-- Begin --
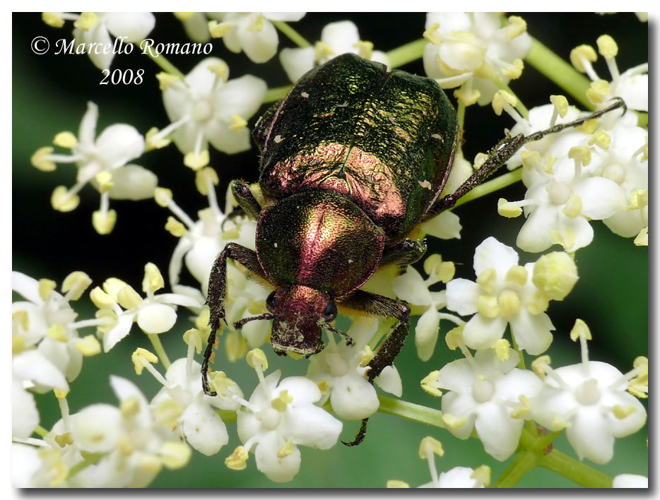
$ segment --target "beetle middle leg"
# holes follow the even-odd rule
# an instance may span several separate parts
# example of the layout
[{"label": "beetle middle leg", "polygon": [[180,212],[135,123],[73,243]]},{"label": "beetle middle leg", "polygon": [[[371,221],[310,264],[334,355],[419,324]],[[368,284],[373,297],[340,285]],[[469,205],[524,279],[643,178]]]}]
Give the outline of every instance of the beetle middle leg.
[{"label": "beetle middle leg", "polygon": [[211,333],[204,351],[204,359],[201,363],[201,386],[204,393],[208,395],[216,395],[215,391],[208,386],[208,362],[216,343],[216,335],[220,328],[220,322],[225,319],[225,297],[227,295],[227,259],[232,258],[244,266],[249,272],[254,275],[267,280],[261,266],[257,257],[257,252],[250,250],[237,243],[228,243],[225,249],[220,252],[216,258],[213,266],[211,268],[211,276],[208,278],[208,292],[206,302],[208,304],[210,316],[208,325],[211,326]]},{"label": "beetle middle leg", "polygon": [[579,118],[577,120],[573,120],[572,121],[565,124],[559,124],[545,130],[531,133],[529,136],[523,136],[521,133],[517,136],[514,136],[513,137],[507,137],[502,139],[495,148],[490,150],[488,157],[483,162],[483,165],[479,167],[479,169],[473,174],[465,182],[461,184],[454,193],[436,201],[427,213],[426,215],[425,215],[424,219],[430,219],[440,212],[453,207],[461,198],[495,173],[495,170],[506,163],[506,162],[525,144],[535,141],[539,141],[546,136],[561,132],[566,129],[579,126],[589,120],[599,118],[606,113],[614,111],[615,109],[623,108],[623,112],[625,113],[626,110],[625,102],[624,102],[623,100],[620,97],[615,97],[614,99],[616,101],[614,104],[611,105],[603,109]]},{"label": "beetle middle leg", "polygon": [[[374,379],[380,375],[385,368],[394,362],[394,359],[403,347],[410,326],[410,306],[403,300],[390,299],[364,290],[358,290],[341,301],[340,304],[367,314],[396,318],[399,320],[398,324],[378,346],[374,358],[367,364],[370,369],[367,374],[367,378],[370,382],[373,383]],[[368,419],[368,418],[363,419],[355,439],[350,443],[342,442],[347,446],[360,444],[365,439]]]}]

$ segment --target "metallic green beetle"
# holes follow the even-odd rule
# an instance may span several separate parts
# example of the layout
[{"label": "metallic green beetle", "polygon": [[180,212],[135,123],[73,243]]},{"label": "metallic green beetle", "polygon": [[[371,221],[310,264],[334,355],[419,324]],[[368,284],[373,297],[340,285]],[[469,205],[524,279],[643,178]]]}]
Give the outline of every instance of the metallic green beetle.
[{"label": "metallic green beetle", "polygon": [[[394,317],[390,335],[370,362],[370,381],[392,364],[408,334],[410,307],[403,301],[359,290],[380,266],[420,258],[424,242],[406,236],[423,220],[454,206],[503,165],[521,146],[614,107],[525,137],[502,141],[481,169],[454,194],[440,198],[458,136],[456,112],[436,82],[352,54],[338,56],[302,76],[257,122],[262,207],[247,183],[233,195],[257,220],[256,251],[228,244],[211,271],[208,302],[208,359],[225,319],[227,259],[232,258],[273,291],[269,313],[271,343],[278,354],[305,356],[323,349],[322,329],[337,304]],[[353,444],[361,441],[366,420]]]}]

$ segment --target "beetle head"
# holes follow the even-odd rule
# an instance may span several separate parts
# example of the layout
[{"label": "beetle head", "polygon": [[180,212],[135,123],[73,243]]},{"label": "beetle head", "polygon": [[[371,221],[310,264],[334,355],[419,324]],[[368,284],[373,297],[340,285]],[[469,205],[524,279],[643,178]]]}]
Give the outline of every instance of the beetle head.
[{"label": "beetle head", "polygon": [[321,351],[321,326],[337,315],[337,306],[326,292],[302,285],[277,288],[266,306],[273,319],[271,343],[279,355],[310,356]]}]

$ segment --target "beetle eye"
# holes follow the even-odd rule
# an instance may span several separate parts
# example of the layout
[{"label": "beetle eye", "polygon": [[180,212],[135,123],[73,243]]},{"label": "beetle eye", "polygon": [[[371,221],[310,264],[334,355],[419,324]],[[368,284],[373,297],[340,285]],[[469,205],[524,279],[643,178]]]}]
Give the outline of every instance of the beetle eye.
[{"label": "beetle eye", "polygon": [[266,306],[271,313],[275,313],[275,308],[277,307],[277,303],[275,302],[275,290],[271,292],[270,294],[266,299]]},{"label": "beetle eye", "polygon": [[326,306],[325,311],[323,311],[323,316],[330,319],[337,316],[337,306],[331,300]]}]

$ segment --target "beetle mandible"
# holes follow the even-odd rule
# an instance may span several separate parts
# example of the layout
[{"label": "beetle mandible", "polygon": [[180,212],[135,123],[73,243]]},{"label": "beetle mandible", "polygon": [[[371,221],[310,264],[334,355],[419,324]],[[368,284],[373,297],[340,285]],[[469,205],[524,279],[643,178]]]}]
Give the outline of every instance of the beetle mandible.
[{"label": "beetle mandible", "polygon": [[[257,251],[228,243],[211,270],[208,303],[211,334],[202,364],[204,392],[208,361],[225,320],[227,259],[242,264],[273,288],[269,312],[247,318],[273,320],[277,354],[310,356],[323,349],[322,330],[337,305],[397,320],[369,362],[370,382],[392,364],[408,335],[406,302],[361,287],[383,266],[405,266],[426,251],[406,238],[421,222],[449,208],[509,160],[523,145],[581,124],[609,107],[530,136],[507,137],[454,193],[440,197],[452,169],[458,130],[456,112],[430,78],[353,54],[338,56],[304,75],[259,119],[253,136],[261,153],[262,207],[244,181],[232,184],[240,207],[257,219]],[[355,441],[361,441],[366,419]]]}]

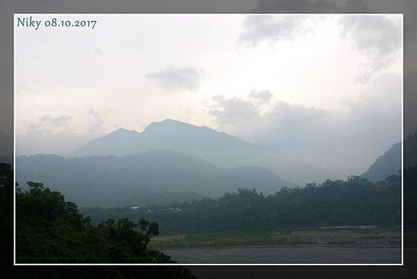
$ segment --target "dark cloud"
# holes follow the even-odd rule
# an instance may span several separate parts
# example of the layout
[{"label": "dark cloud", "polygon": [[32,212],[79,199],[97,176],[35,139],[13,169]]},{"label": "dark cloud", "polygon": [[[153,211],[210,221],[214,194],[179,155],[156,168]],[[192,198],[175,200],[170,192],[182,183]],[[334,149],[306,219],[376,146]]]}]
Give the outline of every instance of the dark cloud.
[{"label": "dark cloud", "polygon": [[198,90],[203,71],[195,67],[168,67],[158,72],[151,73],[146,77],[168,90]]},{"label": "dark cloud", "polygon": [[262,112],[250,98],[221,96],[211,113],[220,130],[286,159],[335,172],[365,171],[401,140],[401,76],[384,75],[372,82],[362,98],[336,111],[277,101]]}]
-- End --
*REQUIREMENT*:
Reproduce the entire listing above, swapping each occurrence of "even-odd rule" for "nonzero winding rule" and changing nothing else. Leave the pictures out of your answer.

*COMPLETED EXERCISE*:
$ segment --target "beetle middle leg"
# holes follow the nonzero winding rule
# an instance may span several separate parts
# example of the layout
[{"label": "beetle middle leg", "polygon": [[180,212],[135,123],[73,243]]},{"label": "beetle middle leg", "polygon": [[[371,221],[310,264],[334,355],[419,324]],[[368,284],[373,297],[340,285]],[[469,205],[524,279],[643,178]]]}]
Give the outline of every instance of the beetle middle leg.
[{"label": "beetle middle leg", "polygon": [[211,333],[204,351],[204,359],[201,363],[201,386],[204,393],[208,395],[216,395],[215,391],[208,386],[208,362],[216,343],[216,335],[220,328],[220,322],[225,319],[225,297],[227,295],[227,259],[232,258],[244,266],[249,272],[254,275],[267,280],[261,266],[257,257],[257,252],[250,250],[237,243],[228,243],[225,249],[220,252],[216,258],[213,266],[211,268],[211,276],[208,278],[208,292],[206,302],[208,304],[210,316],[208,325],[211,326]]},{"label": "beetle middle leg", "polygon": [[579,118],[577,120],[573,120],[572,121],[565,124],[559,124],[545,130],[531,133],[529,136],[523,136],[521,133],[517,136],[514,136],[513,137],[507,137],[502,139],[495,148],[490,150],[488,157],[483,162],[483,165],[479,167],[479,169],[473,174],[465,182],[461,184],[454,193],[436,201],[427,213],[426,215],[425,215],[424,219],[430,219],[440,212],[453,207],[461,198],[495,173],[495,170],[506,163],[506,162],[525,144],[535,141],[539,141],[546,136],[561,132],[566,129],[579,126],[589,120],[599,118],[606,113],[614,111],[615,109],[623,108],[623,112],[625,113],[626,110],[625,102],[624,102],[623,100],[620,97],[615,97],[614,99],[616,101],[614,104],[611,105],[603,109]]},{"label": "beetle middle leg", "polygon": [[[374,379],[380,375],[385,368],[394,362],[394,359],[403,347],[410,326],[410,306],[403,300],[390,299],[364,290],[358,290],[341,301],[340,304],[367,314],[396,318],[399,320],[398,324],[378,346],[374,358],[367,364],[370,369],[367,374],[367,378],[370,382],[373,383]],[[368,419],[368,418],[363,419],[355,439],[350,443],[342,442],[347,446],[360,444],[365,439]]]}]

$ segment --target "metallic green beetle"
# holes follow the nonzero winding rule
# an instance may span several separate parts
# example of the layout
[{"label": "metallic green beetle", "polygon": [[180,212],[135,123],[73,243]]},{"label": "metallic green beetle", "polygon": [[[371,221],[310,264],[334,355],[419,324]],[[368,284],[373,297],[340,285]],[[469,205],[524,279],[643,178]]]}]
Give the outline of every instance of the metallic green beetle.
[{"label": "metallic green beetle", "polygon": [[[394,317],[390,335],[370,362],[370,381],[392,364],[408,334],[410,307],[403,301],[359,290],[380,266],[420,258],[424,242],[406,236],[423,220],[454,206],[503,165],[521,146],[614,107],[525,137],[502,141],[481,169],[454,194],[440,198],[458,136],[456,112],[436,82],[352,54],[338,56],[302,76],[257,122],[262,207],[247,183],[233,195],[257,220],[256,251],[228,244],[211,271],[208,302],[208,359],[225,319],[227,259],[232,258],[273,291],[269,313],[271,343],[278,354],[305,356],[323,349],[322,329],[337,304]],[[353,444],[361,441],[366,420]]]}]

$ segment --target "beetle head"
# holes follow the nonzero winding rule
# an instance may span several separate parts
# example of the layout
[{"label": "beetle head", "polygon": [[180,212],[135,123],[73,243]]},{"label": "beetle head", "polygon": [[[371,221],[310,264],[334,355],[419,324]],[[368,284],[373,297],[340,285]],[[469,205],[524,279],[643,178]]]}]
Give the outline of every instance of the beetle head.
[{"label": "beetle head", "polygon": [[321,351],[321,326],[337,315],[337,306],[326,292],[302,285],[277,288],[266,306],[273,319],[271,343],[279,355],[310,356]]}]

$ segment --target "beetle eye"
# holes follow the nonzero winding rule
# an instance may span several separate parts
# example of the layout
[{"label": "beetle eye", "polygon": [[180,212],[135,123],[73,243]]},{"label": "beetle eye", "polygon": [[[371,221],[310,264],[334,355],[419,324]],[[368,284],[373,297],[340,285]],[[469,205],[524,279],[643,178]]]}]
Give the outline of every instance of the beetle eye.
[{"label": "beetle eye", "polygon": [[266,306],[271,313],[275,313],[275,308],[277,307],[277,303],[275,302],[275,290],[271,292],[270,294],[266,299]]},{"label": "beetle eye", "polygon": [[326,306],[325,311],[323,311],[323,316],[330,319],[337,316],[337,306],[331,300]]}]

$ segment --target "beetle mandible"
# holes follow the nonzero winding rule
# an instance may span several separate parts
# example of the layout
[{"label": "beetle mandible", "polygon": [[180,212],[135,123],[73,243]]},{"label": "beetle mandible", "polygon": [[[371,221],[310,264],[334,355],[419,324]],[[368,284],[373,297],[340,285]],[[469,205],[524,279],[643,178]]]}]
Give the outline of every instance of the beetle mandible.
[{"label": "beetle mandible", "polygon": [[[257,251],[228,243],[211,270],[208,303],[211,334],[202,364],[204,392],[208,361],[225,320],[227,259],[242,264],[273,288],[269,312],[247,318],[273,320],[277,354],[310,356],[323,349],[322,330],[337,305],[397,320],[369,362],[370,382],[392,364],[408,335],[406,302],[361,287],[383,266],[405,266],[426,251],[406,238],[421,222],[449,208],[509,160],[523,145],[581,124],[609,107],[530,136],[507,137],[454,193],[440,197],[452,169],[458,130],[456,112],[430,78],[353,54],[338,56],[304,75],[259,119],[253,136],[261,153],[262,207],[244,181],[232,184],[240,207],[257,219]],[[355,441],[361,441],[366,419]]]}]

$ segment --target "dark cloud"
# holes follow the nonzero winding rule
# an instance may span several separate parts
# example of the layout
[{"label": "dark cloud", "polygon": [[32,212],[79,199],[97,176],[35,139],[13,169]]},{"label": "dark cloud", "polygon": [[[153,211],[210,221],[214,194],[179,155],[156,168]],[[192,198],[175,200],[170,192],[182,183]],[[334,149],[306,219],[376,146]]]}]
Give the outline of every instance of the dark cloud.
[{"label": "dark cloud", "polygon": [[198,90],[203,71],[195,67],[168,67],[158,72],[151,73],[146,77],[168,90]]},{"label": "dark cloud", "polygon": [[262,112],[250,98],[221,96],[211,113],[220,130],[286,159],[335,172],[365,171],[401,140],[401,76],[384,75],[372,82],[362,98],[336,111],[277,101]]}]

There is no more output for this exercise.